### What you should do
Line by line, transcribe the listing below exactly.

### Dataset records
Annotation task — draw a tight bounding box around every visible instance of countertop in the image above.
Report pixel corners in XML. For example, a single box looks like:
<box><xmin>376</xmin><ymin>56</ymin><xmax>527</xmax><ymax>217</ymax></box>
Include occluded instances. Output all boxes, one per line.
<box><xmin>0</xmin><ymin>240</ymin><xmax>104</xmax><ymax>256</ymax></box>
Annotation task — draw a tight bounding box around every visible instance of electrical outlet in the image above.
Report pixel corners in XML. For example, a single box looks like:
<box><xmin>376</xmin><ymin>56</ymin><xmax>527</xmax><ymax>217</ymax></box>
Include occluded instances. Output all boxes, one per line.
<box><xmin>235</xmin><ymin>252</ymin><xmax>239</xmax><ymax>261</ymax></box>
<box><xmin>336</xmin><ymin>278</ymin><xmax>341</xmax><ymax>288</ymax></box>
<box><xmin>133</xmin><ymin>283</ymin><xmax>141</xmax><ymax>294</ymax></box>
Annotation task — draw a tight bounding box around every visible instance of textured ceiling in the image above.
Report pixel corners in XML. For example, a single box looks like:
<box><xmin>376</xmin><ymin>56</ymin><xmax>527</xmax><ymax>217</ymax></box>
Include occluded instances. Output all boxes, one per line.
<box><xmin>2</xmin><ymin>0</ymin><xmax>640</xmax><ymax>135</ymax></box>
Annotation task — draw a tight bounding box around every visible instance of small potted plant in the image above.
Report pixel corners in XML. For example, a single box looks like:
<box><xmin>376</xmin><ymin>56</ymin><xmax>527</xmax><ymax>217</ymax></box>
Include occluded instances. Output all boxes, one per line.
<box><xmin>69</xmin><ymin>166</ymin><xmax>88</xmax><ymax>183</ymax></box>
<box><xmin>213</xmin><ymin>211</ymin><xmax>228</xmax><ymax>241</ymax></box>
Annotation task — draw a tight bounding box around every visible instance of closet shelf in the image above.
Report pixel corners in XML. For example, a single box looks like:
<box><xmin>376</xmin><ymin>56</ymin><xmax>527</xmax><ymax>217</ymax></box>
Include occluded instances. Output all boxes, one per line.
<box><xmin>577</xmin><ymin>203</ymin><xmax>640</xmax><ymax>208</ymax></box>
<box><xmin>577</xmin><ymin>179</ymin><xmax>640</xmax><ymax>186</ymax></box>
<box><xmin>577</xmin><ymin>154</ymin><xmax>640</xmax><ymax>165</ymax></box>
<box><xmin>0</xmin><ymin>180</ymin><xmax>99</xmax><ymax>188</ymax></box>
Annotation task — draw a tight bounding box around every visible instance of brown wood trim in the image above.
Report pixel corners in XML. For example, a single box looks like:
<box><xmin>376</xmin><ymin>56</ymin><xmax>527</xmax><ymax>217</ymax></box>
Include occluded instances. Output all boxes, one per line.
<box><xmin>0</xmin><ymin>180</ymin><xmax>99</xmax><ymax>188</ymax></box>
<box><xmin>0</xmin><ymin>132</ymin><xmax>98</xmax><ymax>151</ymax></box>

### Answer to this problem
Annotation task — draw a tight bounding box around every visible instance of countertop in the image above.
Report pixel corners in XML. For example, a single box looks like:
<box><xmin>376</xmin><ymin>56</ymin><xmax>527</xmax><ymax>217</ymax></box>
Include occluded instances. Output all boxes, one per line.
<box><xmin>0</xmin><ymin>240</ymin><xmax>104</xmax><ymax>256</ymax></box>
Annotation task — draw a tight bounding box around every visible instance of electrical outlet in the image above.
Report pixel corners in XML. For example, a single box looks like:
<box><xmin>376</xmin><ymin>56</ymin><xmax>527</xmax><ymax>217</ymax></box>
Include occluded instances. Output all boxes, one per line.
<box><xmin>235</xmin><ymin>252</ymin><xmax>239</xmax><ymax>261</ymax></box>
<box><xmin>336</xmin><ymin>278</ymin><xmax>341</xmax><ymax>288</ymax></box>
<box><xmin>133</xmin><ymin>283</ymin><xmax>141</xmax><ymax>294</ymax></box>
Annotation task — draw a tight bounding box around every visible instance of textured ceiling in the image above.
Report pixel corners in XML. For example, a single box looks like:
<box><xmin>376</xmin><ymin>56</ymin><xmax>527</xmax><ymax>217</ymax></box>
Include occluded instances. Output all boxes, one per line.
<box><xmin>2</xmin><ymin>0</ymin><xmax>640</xmax><ymax>135</ymax></box>
Annotation task — draw a tight bounding box around every visible instance of small potted plant in the image above.
Report pixel corners in XML. For example, a single box looks like:
<box><xmin>376</xmin><ymin>56</ymin><xmax>527</xmax><ymax>217</ymax></box>
Include occluded instances. Output all boxes, one per line.
<box><xmin>69</xmin><ymin>166</ymin><xmax>88</xmax><ymax>183</ymax></box>
<box><xmin>213</xmin><ymin>211</ymin><xmax>228</xmax><ymax>241</ymax></box>
Annotation task — draw a tight bounding box around every visible instance of closet shelf in the image above.
Report pixel corners in XML. For example, a single box looks like:
<box><xmin>376</xmin><ymin>56</ymin><xmax>527</xmax><ymax>217</ymax></box>
Include occluded instances. Output all boxes, one per line.
<box><xmin>577</xmin><ymin>203</ymin><xmax>640</xmax><ymax>208</ymax></box>
<box><xmin>577</xmin><ymin>179</ymin><xmax>640</xmax><ymax>186</ymax></box>
<box><xmin>577</xmin><ymin>154</ymin><xmax>640</xmax><ymax>165</ymax></box>
<box><xmin>0</xmin><ymin>180</ymin><xmax>99</xmax><ymax>188</ymax></box>
Annotation task — draw a tight bounding box around every visible instance of brown wood trim in the image above.
Report pixel corners in XML. For example, a single box looks like:
<box><xmin>376</xmin><ymin>56</ymin><xmax>527</xmax><ymax>217</ymax></box>
Include occluded instances. Output all boxes, one per line.
<box><xmin>0</xmin><ymin>180</ymin><xmax>99</xmax><ymax>188</ymax></box>
<box><xmin>0</xmin><ymin>132</ymin><xmax>98</xmax><ymax>151</ymax></box>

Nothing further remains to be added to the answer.